**Task prompt:** Can you reproduce all of the records below word for word, leaving the pictures out?

[Point placement records]
__________________________________________________
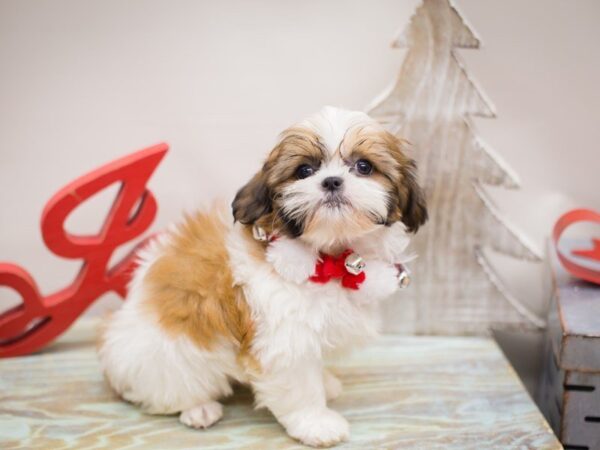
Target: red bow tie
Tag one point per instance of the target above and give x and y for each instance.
(329, 267)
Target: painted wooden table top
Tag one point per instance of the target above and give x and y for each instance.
(400, 392)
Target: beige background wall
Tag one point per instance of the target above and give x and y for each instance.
(82, 83)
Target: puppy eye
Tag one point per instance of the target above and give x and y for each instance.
(304, 171)
(364, 167)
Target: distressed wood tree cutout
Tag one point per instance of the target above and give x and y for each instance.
(455, 288)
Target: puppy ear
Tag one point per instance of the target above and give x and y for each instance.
(252, 201)
(413, 207)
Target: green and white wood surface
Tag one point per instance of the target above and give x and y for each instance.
(400, 392)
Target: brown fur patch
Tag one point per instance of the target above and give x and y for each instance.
(191, 290)
(258, 201)
(393, 169)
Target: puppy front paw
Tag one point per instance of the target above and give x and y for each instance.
(321, 427)
(202, 416)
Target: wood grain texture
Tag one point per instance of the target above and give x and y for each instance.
(401, 392)
(455, 289)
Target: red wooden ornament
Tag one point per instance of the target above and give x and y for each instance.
(593, 254)
(40, 319)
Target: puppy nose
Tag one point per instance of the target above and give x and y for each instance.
(332, 183)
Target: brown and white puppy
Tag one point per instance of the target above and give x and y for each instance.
(261, 299)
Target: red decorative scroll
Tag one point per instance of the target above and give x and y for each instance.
(575, 269)
(40, 319)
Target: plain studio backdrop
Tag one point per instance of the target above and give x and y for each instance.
(84, 82)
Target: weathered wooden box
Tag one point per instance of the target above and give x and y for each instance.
(569, 393)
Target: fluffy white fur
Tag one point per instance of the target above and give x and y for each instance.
(297, 323)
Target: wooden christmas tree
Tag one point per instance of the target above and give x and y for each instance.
(455, 289)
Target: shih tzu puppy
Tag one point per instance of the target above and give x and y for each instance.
(317, 238)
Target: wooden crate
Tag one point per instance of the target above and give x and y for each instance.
(409, 392)
(569, 393)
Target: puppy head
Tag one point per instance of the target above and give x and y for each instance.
(332, 178)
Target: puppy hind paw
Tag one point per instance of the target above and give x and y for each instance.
(202, 416)
(321, 428)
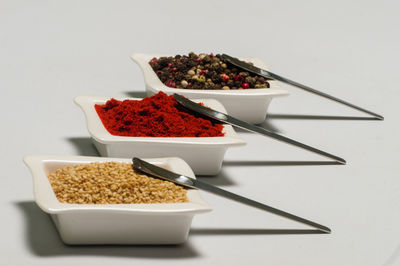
__________________________________________________
**The response:**
Target: red bow tie
Tag one point per instance of the target above and give x and y for each instance.
(329, 267)
Target: painted wooden table top
Tag one point per instance of the target above and give x and y for each instance.
(400, 392)
Target: beige background wall
Tag one point per instance of the target above and give x and y for each instance.
(82, 83)
Target: puppy eye
Tag one point per instance of the target above and give x and y for each instance.
(304, 171)
(364, 167)
Target: distressed wood tree cutout
Tag one point per instance of the target above and give x and y for each instance.
(455, 288)
Target: puppy ear
Tag one point per instance of the target above and give x and y for each instance.
(252, 201)
(413, 207)
Target: green and white wood surface
Tag one point per instance of the target above and give x and y for each instance.
(400, 392)
Target: brown fur patch
Tag one point per instance of the target above and give x and y for each instance.
(191, 290)
(258, 201)
(393, 169)
Target: puppy front paw
Tag one point per instance of the target above and give x and y for each instance.
(321, 427)
(202, 416)
Target: wood grain texture
Tag one point per instance of the target above and give x and y for each instance.
(401, 392)
(455, 289)
Target: red wooden ornament
Tag one point per instance of the target above and give x and y for each instance.
(593, 254)
(40, 319)
Target: puppy nose
Tag one point per instance of the target above and give x and y for each instance.
(332, 183)
Target: brown and white puppy
Tag one point per instance of the target above and give x and y for each instance.
(261, 299)
Target: red decorative scroll
Tag one point per instance of the target above and give x and y for each instance.
(575, 269)
(40, 319)
Target: plain studio backdrop
Tag one point per instance of the target above and give x and y for each instance.
(84, 82)
Target: weathered wooden box
Tag one point per instance of the target above and give x and y for each instance.
(569, 393)
Target: fluffy white fur
Tag one point per instance of the target above and give x and y for each instance.
(297, 323)
Target: wooden christmas tree
Tag one point per instance of the target above and give x and y for each instance.
(455, 289)
Target: shih tzu puppy
Tag one point per instance of the target above and give x and y for each instance.
(317, 238)
Target: wooden crate
Tag one point per instance of the target above and give x and y for each instance.
(409, 392)
(569, 393)
Target: puppy head
Tag one point per instance of the target above and give x and y for each instance.
(332, 178)
Target: puppy hind paw
Tag one point per instance of the target above and give x and y for each instance.
(202, 416)
(321, 428)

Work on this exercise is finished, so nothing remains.